--- Start Dataset content ---
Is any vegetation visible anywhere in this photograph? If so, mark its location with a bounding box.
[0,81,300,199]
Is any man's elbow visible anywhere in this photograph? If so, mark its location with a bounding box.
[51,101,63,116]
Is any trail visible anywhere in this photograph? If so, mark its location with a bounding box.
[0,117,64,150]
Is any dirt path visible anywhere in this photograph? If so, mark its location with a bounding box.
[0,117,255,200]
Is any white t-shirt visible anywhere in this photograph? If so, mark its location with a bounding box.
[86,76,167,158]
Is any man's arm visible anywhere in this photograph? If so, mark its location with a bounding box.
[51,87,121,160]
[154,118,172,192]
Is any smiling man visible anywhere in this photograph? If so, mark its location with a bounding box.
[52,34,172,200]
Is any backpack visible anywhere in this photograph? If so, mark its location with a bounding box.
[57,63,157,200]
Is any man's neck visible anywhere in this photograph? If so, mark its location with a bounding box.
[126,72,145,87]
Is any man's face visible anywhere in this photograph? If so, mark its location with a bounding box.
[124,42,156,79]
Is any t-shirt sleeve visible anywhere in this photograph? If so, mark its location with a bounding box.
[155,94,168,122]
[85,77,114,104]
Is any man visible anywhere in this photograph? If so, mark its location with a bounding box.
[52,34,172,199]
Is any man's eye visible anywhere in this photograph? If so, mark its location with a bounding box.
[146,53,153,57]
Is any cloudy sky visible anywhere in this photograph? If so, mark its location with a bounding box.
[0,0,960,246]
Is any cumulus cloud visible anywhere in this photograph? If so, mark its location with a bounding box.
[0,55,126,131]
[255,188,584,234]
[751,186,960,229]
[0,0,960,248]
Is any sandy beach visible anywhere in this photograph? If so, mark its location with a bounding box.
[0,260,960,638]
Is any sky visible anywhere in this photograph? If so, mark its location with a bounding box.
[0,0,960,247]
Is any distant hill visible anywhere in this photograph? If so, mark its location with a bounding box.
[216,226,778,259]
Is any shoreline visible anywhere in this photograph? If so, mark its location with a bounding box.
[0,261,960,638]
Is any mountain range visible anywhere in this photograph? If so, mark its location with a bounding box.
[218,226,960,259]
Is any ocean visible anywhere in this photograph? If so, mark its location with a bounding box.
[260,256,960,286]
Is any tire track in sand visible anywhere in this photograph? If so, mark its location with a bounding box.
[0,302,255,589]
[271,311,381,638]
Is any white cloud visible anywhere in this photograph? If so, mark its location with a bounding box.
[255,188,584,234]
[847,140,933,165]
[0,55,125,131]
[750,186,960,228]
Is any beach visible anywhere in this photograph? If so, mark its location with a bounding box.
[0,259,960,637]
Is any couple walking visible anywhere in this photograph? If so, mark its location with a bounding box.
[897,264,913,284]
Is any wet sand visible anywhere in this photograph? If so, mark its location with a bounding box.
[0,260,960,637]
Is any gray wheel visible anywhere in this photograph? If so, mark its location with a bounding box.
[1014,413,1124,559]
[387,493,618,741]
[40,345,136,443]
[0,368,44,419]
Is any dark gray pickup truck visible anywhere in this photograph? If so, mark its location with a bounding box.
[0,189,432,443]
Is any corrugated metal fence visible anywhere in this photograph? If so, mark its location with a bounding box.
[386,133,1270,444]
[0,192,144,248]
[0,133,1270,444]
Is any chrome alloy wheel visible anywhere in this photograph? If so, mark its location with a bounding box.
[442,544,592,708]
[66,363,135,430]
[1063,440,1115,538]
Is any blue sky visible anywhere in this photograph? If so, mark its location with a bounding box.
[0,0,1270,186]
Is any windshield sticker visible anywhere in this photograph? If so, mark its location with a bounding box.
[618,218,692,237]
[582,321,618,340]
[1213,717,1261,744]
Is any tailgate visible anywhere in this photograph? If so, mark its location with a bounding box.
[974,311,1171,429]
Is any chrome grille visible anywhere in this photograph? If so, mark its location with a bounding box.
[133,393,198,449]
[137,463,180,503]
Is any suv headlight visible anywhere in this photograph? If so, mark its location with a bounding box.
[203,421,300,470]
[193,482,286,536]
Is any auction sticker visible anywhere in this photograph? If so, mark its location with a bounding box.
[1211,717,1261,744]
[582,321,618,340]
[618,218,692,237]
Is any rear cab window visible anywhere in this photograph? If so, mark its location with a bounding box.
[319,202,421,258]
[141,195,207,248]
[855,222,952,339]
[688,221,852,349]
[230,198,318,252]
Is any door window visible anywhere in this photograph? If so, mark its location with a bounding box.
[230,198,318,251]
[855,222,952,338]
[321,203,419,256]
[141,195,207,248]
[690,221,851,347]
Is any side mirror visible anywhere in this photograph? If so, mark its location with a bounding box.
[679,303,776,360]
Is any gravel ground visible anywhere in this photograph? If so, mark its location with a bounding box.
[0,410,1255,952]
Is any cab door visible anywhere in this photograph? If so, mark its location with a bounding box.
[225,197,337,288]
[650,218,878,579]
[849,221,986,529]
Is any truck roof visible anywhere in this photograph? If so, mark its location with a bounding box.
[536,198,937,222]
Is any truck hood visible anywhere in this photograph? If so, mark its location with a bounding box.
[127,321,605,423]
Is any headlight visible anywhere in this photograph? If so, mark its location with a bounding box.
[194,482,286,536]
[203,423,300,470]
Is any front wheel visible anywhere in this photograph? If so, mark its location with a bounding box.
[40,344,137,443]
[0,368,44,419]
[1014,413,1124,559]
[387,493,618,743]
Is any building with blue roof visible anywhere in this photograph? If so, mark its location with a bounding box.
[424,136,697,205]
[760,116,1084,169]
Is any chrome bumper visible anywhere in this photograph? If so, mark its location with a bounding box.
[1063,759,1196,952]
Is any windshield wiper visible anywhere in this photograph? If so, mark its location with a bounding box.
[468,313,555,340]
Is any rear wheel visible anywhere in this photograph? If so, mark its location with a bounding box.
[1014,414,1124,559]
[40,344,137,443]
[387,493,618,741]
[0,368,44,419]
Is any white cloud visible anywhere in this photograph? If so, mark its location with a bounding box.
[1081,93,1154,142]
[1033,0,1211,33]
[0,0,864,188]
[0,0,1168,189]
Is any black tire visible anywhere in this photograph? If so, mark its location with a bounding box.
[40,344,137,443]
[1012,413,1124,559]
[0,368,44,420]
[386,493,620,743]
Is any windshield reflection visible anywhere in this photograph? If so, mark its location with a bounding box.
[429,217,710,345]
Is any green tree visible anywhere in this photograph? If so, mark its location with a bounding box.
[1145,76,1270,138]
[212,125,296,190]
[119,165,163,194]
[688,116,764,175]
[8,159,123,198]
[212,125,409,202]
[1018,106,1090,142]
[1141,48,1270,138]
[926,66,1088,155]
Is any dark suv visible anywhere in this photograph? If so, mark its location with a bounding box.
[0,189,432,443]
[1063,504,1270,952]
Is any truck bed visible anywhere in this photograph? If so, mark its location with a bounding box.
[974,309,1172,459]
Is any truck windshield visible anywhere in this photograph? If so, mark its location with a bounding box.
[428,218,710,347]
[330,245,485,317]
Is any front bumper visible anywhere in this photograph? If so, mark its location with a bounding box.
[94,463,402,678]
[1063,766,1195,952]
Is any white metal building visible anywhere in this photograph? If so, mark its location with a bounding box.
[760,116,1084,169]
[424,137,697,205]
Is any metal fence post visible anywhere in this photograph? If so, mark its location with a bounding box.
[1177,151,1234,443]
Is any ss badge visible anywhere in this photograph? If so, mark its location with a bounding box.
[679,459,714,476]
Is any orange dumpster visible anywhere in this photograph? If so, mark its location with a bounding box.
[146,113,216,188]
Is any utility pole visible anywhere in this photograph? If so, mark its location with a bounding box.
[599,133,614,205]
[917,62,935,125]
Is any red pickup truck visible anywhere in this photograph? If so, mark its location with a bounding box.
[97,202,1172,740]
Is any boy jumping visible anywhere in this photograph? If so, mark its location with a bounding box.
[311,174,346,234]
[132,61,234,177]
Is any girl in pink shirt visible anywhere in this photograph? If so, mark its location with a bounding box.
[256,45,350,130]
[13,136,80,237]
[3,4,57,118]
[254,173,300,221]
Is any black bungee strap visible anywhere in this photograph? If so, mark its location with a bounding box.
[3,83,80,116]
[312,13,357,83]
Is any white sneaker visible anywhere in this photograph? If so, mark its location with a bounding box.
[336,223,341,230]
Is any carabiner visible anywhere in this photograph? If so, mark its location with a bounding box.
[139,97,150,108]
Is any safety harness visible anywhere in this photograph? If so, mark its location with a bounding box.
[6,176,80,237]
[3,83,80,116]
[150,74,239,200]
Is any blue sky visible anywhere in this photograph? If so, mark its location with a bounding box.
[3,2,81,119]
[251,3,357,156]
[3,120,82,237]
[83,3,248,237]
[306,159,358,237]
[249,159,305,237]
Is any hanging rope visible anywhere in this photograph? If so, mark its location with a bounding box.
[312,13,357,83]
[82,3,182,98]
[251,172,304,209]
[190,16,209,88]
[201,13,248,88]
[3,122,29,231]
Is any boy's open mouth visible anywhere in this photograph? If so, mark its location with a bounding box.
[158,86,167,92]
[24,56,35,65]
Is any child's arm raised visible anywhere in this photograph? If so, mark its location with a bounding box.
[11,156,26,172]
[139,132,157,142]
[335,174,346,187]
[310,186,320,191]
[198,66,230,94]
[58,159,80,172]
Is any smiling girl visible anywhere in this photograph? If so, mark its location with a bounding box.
--- End Dataset content ---
_Set problem_:
Please convert the data from the line containing "Is any dark gray" up to and including the line containing "[137,463,180,503]" into a Markdown table with the columns Row and Text, one numbered row per line and no blank lines.

_Answer to this task_:
| Row | Text |
|---|---|
| 1 | Is any dark gray pickup truck visible anywhere in this photograph? If so, mark its location with a bounding box. |
| 2 | [0,189,432,443] |
| 3 | Is any corrugated metal fence visible anywhere in this photograph? If so, mark its location with a bounding box. |
| 4 | [386,133,1270,444] |
| 5 | [0,192,144,248] |
| 6 | [0,133,1270,444] |
| 7 | Is any chrome alloy wheel visible anywhere in this photograph? If so, mark its location with a bounding box. |
| 8 | [442,544,592,708] |
| 9 | [66,363,135,430] |
| 10 | [1063,440,1115,538] |
| 11 | Is any blue sky visible anywhere in this photograph? If so, mark its location with a bounding box. |
| 12 | [0,0,1270,186] |
| 13 | Is any windshield sticker visible anywhere in this photograph? If so, mark its location with a bounding box. |
| 14 | [618,218,692,237] |
| 15 | [582,321,618,340] |
| 16 | [1213,717,1261,744] |
| 17 | Is any tailgate visible anywhere in this photograph? If so, mark its location with a bounding box. |
| 18 | [974,311,1171,429] |
| 19 | Is any chrome grille visible anywhere in this photograph? If so, mark its location with a bounding box. |
| 20 | [133,393,198,449] |
| 21 | [137,463,180,503] |